[Start of section]

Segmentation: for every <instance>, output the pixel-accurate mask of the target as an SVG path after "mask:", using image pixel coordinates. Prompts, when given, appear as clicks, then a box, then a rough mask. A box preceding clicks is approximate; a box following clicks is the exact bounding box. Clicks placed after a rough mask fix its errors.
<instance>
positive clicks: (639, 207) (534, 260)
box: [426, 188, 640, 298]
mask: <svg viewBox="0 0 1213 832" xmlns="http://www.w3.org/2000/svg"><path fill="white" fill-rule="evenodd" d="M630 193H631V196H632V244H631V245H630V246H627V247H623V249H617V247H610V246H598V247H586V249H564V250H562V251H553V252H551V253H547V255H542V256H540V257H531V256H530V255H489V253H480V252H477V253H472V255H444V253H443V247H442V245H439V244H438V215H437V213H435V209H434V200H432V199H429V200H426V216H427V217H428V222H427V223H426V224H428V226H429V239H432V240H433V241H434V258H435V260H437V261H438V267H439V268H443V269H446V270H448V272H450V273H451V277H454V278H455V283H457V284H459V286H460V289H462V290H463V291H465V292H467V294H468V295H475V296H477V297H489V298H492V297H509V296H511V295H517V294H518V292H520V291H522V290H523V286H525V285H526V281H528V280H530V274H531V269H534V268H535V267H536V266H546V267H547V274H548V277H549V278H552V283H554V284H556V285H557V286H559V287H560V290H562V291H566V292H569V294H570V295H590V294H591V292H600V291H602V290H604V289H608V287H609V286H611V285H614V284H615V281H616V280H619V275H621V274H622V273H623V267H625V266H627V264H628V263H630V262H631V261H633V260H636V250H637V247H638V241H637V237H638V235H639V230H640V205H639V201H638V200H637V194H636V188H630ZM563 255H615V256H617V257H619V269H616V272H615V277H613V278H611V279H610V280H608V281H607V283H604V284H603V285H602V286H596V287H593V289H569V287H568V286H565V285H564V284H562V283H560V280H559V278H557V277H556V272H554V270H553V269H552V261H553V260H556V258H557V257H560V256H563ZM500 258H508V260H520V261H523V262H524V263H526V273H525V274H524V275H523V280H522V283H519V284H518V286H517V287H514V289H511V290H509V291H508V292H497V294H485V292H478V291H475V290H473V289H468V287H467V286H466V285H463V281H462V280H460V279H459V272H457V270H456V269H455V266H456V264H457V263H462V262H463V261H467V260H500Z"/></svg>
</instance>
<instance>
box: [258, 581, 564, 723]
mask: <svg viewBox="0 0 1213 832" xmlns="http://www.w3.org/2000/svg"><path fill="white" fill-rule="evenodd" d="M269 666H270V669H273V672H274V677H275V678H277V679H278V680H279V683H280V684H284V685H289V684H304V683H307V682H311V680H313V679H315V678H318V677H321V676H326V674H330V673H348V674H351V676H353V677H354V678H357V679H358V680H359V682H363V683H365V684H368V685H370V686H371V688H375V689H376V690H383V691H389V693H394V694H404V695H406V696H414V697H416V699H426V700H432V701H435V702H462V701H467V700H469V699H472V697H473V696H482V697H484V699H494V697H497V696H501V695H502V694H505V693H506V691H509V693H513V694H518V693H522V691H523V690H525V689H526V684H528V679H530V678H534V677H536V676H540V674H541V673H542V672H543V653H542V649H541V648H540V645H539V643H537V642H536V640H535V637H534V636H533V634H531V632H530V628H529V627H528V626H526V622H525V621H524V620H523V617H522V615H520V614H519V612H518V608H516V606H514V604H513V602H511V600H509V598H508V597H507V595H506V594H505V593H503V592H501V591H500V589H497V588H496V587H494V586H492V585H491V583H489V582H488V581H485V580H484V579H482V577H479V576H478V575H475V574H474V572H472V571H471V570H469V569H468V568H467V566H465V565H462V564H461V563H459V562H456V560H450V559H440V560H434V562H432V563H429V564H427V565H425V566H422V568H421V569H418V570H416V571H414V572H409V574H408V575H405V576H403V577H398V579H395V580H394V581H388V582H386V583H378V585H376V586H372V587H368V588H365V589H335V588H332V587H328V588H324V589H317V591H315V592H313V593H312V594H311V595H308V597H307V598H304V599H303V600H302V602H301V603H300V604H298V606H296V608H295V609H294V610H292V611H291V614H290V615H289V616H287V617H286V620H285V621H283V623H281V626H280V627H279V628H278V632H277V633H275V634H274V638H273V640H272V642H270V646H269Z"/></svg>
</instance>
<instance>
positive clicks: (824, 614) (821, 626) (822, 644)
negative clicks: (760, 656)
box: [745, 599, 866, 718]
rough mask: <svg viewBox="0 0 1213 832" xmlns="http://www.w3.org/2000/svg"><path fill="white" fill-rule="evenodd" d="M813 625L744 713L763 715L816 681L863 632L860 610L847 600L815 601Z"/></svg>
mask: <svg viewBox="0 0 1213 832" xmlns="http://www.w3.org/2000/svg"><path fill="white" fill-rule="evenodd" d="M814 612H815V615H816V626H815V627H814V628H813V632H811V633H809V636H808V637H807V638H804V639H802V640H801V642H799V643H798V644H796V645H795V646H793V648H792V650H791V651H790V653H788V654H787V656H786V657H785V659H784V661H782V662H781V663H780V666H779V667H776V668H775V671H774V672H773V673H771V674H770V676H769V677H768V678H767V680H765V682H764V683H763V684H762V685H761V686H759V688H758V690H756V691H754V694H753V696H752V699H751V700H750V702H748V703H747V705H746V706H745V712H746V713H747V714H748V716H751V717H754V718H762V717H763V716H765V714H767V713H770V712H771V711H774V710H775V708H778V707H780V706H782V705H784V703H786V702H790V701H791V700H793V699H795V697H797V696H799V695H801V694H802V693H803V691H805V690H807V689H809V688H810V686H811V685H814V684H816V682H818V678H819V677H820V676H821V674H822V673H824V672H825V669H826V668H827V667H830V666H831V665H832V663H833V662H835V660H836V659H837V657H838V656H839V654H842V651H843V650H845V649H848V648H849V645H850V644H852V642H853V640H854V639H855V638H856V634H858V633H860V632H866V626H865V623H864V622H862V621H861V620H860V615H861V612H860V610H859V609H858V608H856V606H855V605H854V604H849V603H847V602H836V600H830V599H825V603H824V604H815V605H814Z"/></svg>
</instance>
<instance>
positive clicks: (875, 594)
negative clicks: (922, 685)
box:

[End of section]

What the task asks: Reproduce every one of the records above verbatim, preserving each line without alteration.

Exercise response:
Segmentation: for every <instance>, output the pixel-accurate mask of the target as an SVG path after "mask:", using image pixel coordinates. Prompts, when given, appear as clicks, then a box, then a rough mask. A box preceding clicks is approximate; a box following clicks is the exact bounding box. Clicks placed after a rough mask fix its errors.
<instance>
positive clicks: (639, 207) (534, 260)
box: [426, 188, 640, 298]
mask: <svg viewBox="0 0 1213 832" xmlns="http://www.w3.org/2000/svg"><path fill="white" fill-rule="evenodd" d="M630 193H631V196H632V244H631V245H630V246H627V247H623V249H617V247H610V246H598V247H586V249H564V250H562V251H553V252H551V253H547V255H542V256H540V257H531V256H530V255H489V253H480V252H477V253H472V255H444V253H443V247H442V245H439V244H438V215H437V213H435V209H434V200H432V199H429V200H426V216H427V217H428V222H427V223H426V224H428V226H429V239H432V240H433V241H434V258H435V260H437V261H438V267H439V268H443V269H446V270H448V272H450V273H451V277H454V278H455V283H457V284H459V286H460V289H462V290H463V291H465V292H467V294H468V295H475V296H477V297H489V298H492V297H509V296H511V295H517V294H518V292H520V291H522V290H523V286H525V285H526V281H528V280H530V274H531V269H534V268H535V267H536V266H546V267H547V274H548V277H549V278H552V283H554V284H556V285H557V286H559V287H560V290H562V291H566V292H569V294H570V295H590V294H591V292H600V291H602V290H604V289H608V287H609V286H611V285H614V284H615V281H616V280H619V275H621V274H622V273H623V267H625V266H627V264H628V263H630V262H631V261H633V260H636V250H637V247H638V241H637V237H638V235H639V230H640V205H639V201H638V200H637V194H636V188H630ZM563 255H615V256H617V257H619V269H616V272H615V277H613V278H611V279H610V280H608V281H607V283H604V284H603V285H602V286H596V287H593V289H569V287H568V286H565V285H564V284H562V283H560V280H559V278H557V277H556V272H554V270H553V269H552V261H553V260H556V258H557V257H560V256H563ZM500 258H508V260H520V261H523V262H524V263H526V273H525V274H524V275H523V280H522V283H519V284H518V286H517V287H514V289H511V290H509V291H508V292H497V294H485V292H478V291H475V290H473V289H468V287H467V286H466V285H463V281H462V280H460V279H459V272H457V270H456V269H455V266H456V264H457V263H462V262H463V261H467V260H500Z"/></svg>
</instance>
<instance>
box: [258, 581, 564, 723]
mask: <svg viewBox="0 0 1213 832" xmlns="http://www.w3.org/2000/svg"><path fill="white" fill-rule="evenodd" d="M269 666H270V669H273V672H274V677H275V678H277V679H278V680H279V683H280V684H284V685H289V684H304V683H307V682H311V680H313V679H315V678H318V677H321V676H326V674H330V673H348V674H351V676H353V677H354V678H357V679H358V680H359V682H363V683H365V684H368V685H370V686H371V688H375V689H376V690H383V691H389V693H394V694H404V695H406V696H414V697H416V699H426V700H432V701H435V702H462V701H467V700H469V699H472V697H473V696H482V697H484V699H494V697H497V696H501V695H502V694H505V693H506V691H509V693H513V694H518V693H522V691H523V690H525V689H526V684H528V679H530V678H534V677H536V676H540V674H541V673H542V672H543V653H542V649H541V648H540V645H539V643H537V642H536V640H535V637H534V636H533V634H531V632H530V628H529V627H528V626H526V622H525V621H524V620H523V617H522V615H520V614H519V612H518V608H516V606H514V604H513V602H511V600H509V598H508V597H507V595H506V594H505V593H503V592H501V591H500V589H497V588H496V587H494V586H492V585H491V583H489V582H488V581H485V580H484V579H482V577H479V576H478V575H475V574H474V572H472V571H471V570H469V569H468V568H467V566H465V565H462V564H461V563H459V562H456V560H450V559H440V560H434V562H432V563H429V564H427V565H425V566H422V568H421V569H418V570H416V571H414V572H409V574H408V575H405V576H403V577H398V579H395V580H394V581H388V582H386V583H378V585H376V586H372V587H368V588H365V589H335V588H332V587H328V588H324V589H317V591H315V592H313V593H312V594H311V595H308V597H307V598H304V599H303V600H302V602H301V603H300V604H298V606H296V608H295V609H294V610H292V611H291V614H290V615H289V616H287V617H286V620H285V621H283V623H281V626H280V627H279V628H278V632H277V633H275V634H274V638H273V640H272V642H270V646H269Z"/></svg>
</instance>
<instance>
positive clicks: (824, 614) (821, 626) (822, 644)
negative clicks: (760, 656)
box: [745, 599, 866, 718]
rough mask: <svg viewBox="0 0 1213 832" xmlns="http://www.w3.org/2000/svg"><path fill="white" fill-rule="evenodd" d="M813 625L744 713L763 715L816 681L863 632L860 610L847 600L815 601Z"/></svg>
mask: <svg viewBox="0 0 1213 832" xmlns="http://www.w3.org/2000/svg"><path fill="white" fill-rule="evenodd" d="M814 612H815V615H816V626H815V627H814V628H813V632H811V633H809V636H808V637H807V638H804V639H802V640H801V642H799V643H798V644H796V645H795V646H793V648H792V650H791V651H790V653H788V654H787V656H786V657H785V659H784V661H782V662H781V663H780V666H779V667H776V668H775V671H774V672H773V673H771V674H770V676H769V677H768V678H767V680H765V682H764V683H763V684H762V685H761V686H759V688H758V690H756V691H754V694H753V696H752V699H751V700H750V702H748V703H747V705H746V706H745V712H746V713H747V714H748V716H751V717H754V718H762V717H763V716H765V714H767V713H770V712H771V711H774V710H775V708H778V707H780V706H782V705H784V703H786V702H790V701H791V700H793V699H795V697H797V696H799V695H801V694H802V693H803V691H805V690H807V689H809V688H810V686H811V685H814V684H816V682H818V678H819V677H820V676H821V674H822V673H824V672H825V669H826V668H827V667H830V666H831V665H832V663H833V662H835V660H836V659H837V657H838V656H839V654H842V651H843V650H845V649H848V648H849V645H850V644H852V642H853V640H854V639H855V638H856V634H858V633H860V632H866V626H865V623H864V622H862V621H861V620H860V615H861V612H860V610H859V609H858V608H856V606H855V605H854V604H849V603H847V602H836V600H830V599H825V603H824V604H815V605H814Z"/></svg>
</instance>
<instance>
positive clicks: (875, 594)
negative clicks: (922, 685)
box:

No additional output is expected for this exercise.